┌─ DATA RECORDS

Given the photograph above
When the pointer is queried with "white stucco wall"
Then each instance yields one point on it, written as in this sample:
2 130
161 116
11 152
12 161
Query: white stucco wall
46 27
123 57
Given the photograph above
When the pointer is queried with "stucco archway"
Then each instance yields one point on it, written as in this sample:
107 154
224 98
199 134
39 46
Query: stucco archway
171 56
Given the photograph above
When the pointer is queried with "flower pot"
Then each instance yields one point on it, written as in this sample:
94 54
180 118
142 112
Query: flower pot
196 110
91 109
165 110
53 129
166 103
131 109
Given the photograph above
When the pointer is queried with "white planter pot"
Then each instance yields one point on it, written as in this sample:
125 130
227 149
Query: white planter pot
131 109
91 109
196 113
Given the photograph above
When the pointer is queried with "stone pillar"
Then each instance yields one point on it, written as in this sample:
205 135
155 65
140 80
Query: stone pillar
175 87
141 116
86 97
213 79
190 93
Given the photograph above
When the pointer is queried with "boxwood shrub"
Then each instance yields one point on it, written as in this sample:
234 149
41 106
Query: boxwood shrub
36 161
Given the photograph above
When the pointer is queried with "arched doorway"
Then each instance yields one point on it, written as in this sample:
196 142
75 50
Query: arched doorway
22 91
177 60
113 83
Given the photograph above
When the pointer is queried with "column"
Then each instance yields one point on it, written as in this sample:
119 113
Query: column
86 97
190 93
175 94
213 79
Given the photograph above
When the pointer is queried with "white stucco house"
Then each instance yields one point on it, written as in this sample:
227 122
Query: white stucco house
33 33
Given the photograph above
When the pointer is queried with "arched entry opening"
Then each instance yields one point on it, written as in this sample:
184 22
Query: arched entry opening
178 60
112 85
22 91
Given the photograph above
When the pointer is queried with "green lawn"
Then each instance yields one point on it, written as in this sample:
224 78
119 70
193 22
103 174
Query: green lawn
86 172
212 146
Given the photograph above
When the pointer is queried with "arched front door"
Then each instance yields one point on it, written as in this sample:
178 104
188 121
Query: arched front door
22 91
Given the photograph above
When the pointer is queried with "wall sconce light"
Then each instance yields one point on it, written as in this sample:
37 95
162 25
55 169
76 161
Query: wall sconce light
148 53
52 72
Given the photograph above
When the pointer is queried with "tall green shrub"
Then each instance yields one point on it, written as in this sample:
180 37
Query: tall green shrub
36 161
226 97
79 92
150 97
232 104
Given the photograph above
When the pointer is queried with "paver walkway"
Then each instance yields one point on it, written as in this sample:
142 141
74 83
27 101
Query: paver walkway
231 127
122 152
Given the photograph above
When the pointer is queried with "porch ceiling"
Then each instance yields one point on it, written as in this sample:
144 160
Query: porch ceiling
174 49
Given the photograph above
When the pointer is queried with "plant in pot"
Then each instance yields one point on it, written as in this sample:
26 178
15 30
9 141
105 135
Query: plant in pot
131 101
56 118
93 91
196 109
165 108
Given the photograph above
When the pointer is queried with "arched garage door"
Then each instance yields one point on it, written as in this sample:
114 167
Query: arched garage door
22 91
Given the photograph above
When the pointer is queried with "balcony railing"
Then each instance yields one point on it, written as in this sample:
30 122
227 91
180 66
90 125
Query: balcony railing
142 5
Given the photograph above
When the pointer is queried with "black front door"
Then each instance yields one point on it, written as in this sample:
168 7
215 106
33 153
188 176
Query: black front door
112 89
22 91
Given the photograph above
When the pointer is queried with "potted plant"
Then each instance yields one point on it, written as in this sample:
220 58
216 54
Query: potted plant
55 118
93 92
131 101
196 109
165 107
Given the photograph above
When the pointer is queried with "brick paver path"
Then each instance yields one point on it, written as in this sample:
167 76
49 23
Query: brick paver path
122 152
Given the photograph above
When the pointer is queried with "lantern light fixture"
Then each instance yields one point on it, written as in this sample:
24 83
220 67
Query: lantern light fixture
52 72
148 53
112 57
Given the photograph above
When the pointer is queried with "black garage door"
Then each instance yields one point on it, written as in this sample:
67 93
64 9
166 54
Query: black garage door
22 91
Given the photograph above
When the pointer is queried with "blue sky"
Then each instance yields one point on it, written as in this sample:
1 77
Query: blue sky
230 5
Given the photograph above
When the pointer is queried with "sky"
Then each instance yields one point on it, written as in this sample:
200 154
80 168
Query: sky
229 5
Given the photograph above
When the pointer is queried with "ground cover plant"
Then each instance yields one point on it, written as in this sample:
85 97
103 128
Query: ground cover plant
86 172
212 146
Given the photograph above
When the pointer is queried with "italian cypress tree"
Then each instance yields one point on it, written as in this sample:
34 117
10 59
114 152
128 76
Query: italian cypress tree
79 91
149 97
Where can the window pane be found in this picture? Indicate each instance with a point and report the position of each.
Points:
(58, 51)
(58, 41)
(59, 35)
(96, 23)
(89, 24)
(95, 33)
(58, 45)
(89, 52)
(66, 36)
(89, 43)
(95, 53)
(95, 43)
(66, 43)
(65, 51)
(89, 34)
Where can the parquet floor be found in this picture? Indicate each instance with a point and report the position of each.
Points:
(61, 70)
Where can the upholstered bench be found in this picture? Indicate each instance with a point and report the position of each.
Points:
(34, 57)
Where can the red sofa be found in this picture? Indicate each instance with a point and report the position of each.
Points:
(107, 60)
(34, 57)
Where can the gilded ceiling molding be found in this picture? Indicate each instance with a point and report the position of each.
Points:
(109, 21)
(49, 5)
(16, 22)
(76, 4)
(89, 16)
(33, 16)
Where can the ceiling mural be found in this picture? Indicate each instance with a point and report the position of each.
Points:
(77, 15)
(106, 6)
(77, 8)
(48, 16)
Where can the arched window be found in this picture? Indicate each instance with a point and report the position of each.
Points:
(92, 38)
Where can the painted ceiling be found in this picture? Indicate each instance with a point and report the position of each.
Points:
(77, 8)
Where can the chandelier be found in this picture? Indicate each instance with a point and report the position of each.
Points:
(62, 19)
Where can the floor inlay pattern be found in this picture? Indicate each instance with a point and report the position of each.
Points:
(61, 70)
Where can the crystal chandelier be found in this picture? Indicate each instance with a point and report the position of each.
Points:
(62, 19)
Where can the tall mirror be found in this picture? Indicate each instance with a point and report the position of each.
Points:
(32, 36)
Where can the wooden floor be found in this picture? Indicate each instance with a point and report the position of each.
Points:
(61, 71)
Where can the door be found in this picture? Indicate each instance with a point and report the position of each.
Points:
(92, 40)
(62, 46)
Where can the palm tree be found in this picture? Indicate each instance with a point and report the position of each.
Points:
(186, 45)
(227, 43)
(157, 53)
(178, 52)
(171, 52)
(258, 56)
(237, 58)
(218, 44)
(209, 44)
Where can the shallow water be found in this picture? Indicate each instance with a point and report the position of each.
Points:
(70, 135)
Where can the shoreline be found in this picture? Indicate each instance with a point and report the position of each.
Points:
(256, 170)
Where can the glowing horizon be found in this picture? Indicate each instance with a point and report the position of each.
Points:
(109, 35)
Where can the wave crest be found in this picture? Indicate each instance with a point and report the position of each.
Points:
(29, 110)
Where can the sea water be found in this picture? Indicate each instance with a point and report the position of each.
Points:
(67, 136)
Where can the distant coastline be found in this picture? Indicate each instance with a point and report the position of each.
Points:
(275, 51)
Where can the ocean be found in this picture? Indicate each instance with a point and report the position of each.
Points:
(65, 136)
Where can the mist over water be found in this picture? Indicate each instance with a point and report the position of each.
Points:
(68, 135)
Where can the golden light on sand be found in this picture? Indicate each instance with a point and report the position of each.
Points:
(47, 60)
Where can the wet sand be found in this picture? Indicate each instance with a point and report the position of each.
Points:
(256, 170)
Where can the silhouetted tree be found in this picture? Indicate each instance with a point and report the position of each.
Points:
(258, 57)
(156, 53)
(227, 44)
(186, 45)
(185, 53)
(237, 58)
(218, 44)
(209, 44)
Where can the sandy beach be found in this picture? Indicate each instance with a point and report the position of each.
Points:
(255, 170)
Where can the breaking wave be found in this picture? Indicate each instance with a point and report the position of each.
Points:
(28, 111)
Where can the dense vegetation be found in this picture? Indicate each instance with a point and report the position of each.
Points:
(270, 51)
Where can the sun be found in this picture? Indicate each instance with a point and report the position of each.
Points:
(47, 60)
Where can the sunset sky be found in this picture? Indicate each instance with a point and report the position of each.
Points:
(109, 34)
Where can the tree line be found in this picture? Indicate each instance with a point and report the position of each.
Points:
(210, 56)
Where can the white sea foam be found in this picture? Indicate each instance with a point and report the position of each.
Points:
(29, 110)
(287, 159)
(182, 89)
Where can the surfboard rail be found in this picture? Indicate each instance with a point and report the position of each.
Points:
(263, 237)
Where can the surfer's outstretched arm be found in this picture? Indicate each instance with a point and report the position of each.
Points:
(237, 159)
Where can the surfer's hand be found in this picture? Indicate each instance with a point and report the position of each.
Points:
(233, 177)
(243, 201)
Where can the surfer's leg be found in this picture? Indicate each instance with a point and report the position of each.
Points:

└─

PROBLEM:
Among the lines above, return those that hold the word "wave".

EXERCISE SOLUTION:
Where can the wave crest be found in this picture? Indicate each instance with a point and report the position of each.
Where can the breaking wave be found in this picture? Indicate each instance with a point and report the position of each.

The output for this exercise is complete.